• [Work instruction]: Give the records again exactly, with every character kept.

=== Begin Enclosure ===

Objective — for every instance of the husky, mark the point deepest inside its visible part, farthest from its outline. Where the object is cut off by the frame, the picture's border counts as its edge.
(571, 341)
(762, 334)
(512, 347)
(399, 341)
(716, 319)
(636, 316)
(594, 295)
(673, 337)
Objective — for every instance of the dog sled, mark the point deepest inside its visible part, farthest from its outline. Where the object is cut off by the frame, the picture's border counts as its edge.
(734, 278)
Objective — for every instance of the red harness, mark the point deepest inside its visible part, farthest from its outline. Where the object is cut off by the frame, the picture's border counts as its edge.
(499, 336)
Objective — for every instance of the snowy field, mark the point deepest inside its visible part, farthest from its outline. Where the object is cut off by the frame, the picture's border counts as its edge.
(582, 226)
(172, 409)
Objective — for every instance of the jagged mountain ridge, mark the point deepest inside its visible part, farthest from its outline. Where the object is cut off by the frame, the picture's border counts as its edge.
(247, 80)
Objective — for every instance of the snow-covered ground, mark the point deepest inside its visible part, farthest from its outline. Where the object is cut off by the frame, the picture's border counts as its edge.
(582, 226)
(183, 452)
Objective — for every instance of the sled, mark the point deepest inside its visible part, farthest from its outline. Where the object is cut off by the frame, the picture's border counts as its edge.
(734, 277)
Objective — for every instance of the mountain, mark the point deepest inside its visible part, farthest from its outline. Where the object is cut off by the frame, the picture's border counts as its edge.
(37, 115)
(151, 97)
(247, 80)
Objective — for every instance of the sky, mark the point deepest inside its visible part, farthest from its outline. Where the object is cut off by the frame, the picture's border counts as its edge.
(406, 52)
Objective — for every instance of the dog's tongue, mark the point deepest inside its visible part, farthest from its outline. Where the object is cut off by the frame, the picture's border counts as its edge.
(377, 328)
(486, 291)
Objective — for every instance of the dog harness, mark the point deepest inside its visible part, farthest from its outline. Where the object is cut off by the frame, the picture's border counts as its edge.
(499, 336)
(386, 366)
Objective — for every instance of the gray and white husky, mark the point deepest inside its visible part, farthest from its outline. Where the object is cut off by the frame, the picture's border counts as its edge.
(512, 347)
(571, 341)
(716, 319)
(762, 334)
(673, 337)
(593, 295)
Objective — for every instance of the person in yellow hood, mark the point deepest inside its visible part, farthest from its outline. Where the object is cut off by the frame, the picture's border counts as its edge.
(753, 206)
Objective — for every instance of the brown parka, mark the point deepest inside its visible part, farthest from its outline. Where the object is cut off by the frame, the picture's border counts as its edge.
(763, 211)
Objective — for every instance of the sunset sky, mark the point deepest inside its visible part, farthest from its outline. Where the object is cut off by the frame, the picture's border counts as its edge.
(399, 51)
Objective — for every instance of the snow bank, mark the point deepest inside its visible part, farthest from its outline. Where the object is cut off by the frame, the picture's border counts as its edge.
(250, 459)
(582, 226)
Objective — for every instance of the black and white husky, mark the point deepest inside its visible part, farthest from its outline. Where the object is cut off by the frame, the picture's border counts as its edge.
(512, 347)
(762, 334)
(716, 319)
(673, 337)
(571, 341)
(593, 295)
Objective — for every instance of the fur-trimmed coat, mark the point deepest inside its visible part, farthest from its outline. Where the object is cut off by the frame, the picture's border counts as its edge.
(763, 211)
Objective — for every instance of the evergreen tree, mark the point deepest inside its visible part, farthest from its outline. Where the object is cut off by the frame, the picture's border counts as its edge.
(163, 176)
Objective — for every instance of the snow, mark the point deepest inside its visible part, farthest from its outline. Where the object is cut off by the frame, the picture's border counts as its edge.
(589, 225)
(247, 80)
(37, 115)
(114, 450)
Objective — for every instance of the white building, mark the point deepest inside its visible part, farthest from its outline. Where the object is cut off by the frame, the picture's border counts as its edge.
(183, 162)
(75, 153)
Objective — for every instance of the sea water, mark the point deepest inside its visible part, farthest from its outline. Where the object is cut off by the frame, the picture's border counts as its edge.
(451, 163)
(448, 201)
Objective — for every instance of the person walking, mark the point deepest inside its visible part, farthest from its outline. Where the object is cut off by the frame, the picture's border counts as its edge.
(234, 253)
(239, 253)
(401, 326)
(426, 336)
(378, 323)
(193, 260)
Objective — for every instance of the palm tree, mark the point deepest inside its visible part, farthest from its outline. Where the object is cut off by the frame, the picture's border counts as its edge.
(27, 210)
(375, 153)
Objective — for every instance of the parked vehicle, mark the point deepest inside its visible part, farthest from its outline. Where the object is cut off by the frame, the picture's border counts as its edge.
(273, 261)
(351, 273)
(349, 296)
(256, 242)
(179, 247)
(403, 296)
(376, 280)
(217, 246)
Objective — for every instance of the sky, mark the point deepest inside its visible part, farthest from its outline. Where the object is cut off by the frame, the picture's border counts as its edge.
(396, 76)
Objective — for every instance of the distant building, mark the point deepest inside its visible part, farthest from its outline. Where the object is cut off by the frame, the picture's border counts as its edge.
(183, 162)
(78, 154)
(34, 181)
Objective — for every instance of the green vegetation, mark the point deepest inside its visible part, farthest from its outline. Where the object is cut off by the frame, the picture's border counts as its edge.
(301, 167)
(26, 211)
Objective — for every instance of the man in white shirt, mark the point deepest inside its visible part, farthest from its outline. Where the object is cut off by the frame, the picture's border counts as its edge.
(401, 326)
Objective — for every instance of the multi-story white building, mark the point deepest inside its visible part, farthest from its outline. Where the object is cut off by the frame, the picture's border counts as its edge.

=== End Enclosure ===

• [Answer for the task]:
Objective — for every instance of the husky, mark the point deepest inside its visible part, farthest from its outline. Where the object is cut off by the frame, the picture's border counts as its edge.
(571, 341)
(762, 334)
(512, 347)
(399, 341)
(716, 319)
(636, 316)
(594, 295)
(673, 337)
Objective — for every instance of the dog sled, mark the point deepest inside its visible part, farthest from its outline. Where the object is cut off by the frame, the picture's border counts as its edge.
(734, 278)
Objective — for every instance of the red harness, mark the point deepest inside its visible part, farthest from its outline. Where the object is cut off by the frame, the picture's border counts as its edge.
(499, 336)
Objective — for every instance of the snowy field, mark the point deepest inside its visible part, farthest from its outline. Where the object is cut off by the frame, the picture's border counts as its edge.
(582, 226)
(172, 409)
Objective — for every instance of the jagged mountain ridge, mark the point deepest inside its visible part, farthest from its outline. Where the object is cut off by the frame, the picture's border counts as its edge.
(247, 80)
Objective — for every instance of the snow-covered ground, mark the point deepest inside its visible part, farthest from its outline. Where the object is cut off by the frame, the picture's border counts as its edge.
(582, 226)
(183, 452)
Objective — for every instance of the sled, mark the point deepest inside its visible part, farthest from its outline. Where the object is cut off by the frame, the picture's border counts as its edge.
(734, 277)
Objective — for every instance of the mountain, mark the point deepest inside its visible part, farthest from its outline. Where the object is cut off by the frame, the picture's border counts as its edge.
(37, 115)
(151, 97)
(247, 80)
Objective — for every instance of the sky, mark the point deepest inside its visible part, farthest from its outline. Where the object is cut off by the frame, the picture's border counts as its edge.
(406, 52)
Objective — for every instance of the dog's tongue, mark the point deepest inside its visible part, farthest from its outline. Where the object is cut off by the frame, the picture's border counts as its edge.
(377, 328)
(486, 291)
Objective — for every instance of the dog harness, mark the point deepest inside its visible part, farthest from its outline. Where the object is cut off by the frame, the picture's border counts as its edge.
(499, 336)
(386, 366)
Objective — for every instance of the gray and white husky, mark the point deepest inside its visible part, farthest from its outline. Where the object is cut off by the frame, the picture's border counts as its edge.
(512, 347)
(571, 341)
(716, 319)
(762, 334)
(673, 337)
(593, 295)
Objective — for every instance of the person in yellow hood, mark the point deepest inside its visible part, farthest from its outline. Where the object is cut off by the frame, the picture's border counts as its edge.
(753, 206)
Objective — for every instance of the brown parka, mark the point deepest inside its visible part, farthest from its outline. Where the object is cut off by the frame, the picture's border counts as its edge.
(763, 211)
Objective — for every instance of the sunset sky, mark the point deepest inside its visible part, farthest from its outline. Where the object is cut off by the frame, the picture's border counts as its edge.
(399, 51)
Objective — for every instance of the snow bank, mark the point deepest inside its visible part, farthest from its outline. Where the object is cut off by the frame, the picture's border counts as its edge.
(250, 459)
(582, 226)
Objective — for every instance of the black and white husky, mark the point deepest inside its visible part, farthest from its outline. Where the object is cut off by the frame, the picture's border counts as its edge.
(512, 347)
(762, 334)
(716, 319)
(673, 337)
(571, 341)
(593, 295)
Objective — for every instance of the fur-trimmed coat, mark the point deepest inside its visible part, farthest from its outline. Where the object is cut off by the frame, the picture's border counts as its edge.
(763, 211)
Objective — for every instance of the evergreen tree, mark the point deepest inside its visible part, farthest from its outline. Where the object is cut off by the frame, the picture's border counts as its edge.
(163, 176)
Objective — for every instance of the snow, mark the point deepest inside its visible part, farthest from its outline. Where the object is cut off by the frame, the picture's border counts as its edge.
(589, 225)
(247, 80)
(37, 115)
(114, 450)
Objective — for every instance of the white building, mark the point deepest inside its visible part, farthest from its outline. Where the object is cut off by the frame, the picture's border counts as its edge.
(183, 162)
(75, 153)
Objective — for every instance of the sea water, mark the point deepest inside its visible part, farthest from its outline. Where the object is cut off by the frame, the picture's border counts as its edge.
(451, 163)
(448, 201)
Objective — for every instance of the person walking, mark the point deepest inside its visible part, farthest from its outline. Where the object is cut off by the frame, the picture's border counts as its edge.
(234, 253)
(239, 253)
(401, 326)
(426, 336)
(378, 323)
(193, 260)
Objective — for every instance of the palm tree, mark the point deepest inside its visible part, farthest from its outline. Where the object is cut off by the frame, the picture's border counts as its edge.
(27, 210)
(375, 153)
Objective — for every instance of the parked vehicle, mark the point deepest inside its visible part, farthest from its outline. Where the object is cut off by the frame, the picture's border counts as its edge.
(273, 261)
(351, 273)
(349, 296)
(256, 242)
(179, 247)
(403, 296)
(376, 280)
(217, 246)
Objective — for every instance of the sky, mark the point deepest inside its visible part, farthest from its outline. Where the object is cut off by the frame, the picture's border counts as its edge.
(396, 76)
Objective — for every instance of the distant building, mark the point deepest inside its visible part, farthest from its outline. Where the object is cut off by the frame, the picture's border counts as its edge.
(183, 162)
(78, 154)
(34, 181)
Objective — for every instance of the green vegetation, mark the point deepest inside its visible part, farthest from its outline. Where the object is cut off by the frame, the picture's border counts as its edge.
(301, 167)
(26, 211)
Objective — for every instance of the man in white shirt, mark the point deepest inside its visible part, farthest from its outline. Where the object is cut off by the frame, the picture's border counts as its edge.
(401, 326)
Objective — for every instance of the multi-story white building, mark the point deepest inside its visible part, farthest from its outline. Where the object is cut off by the frame, the picture's border counts as its edge.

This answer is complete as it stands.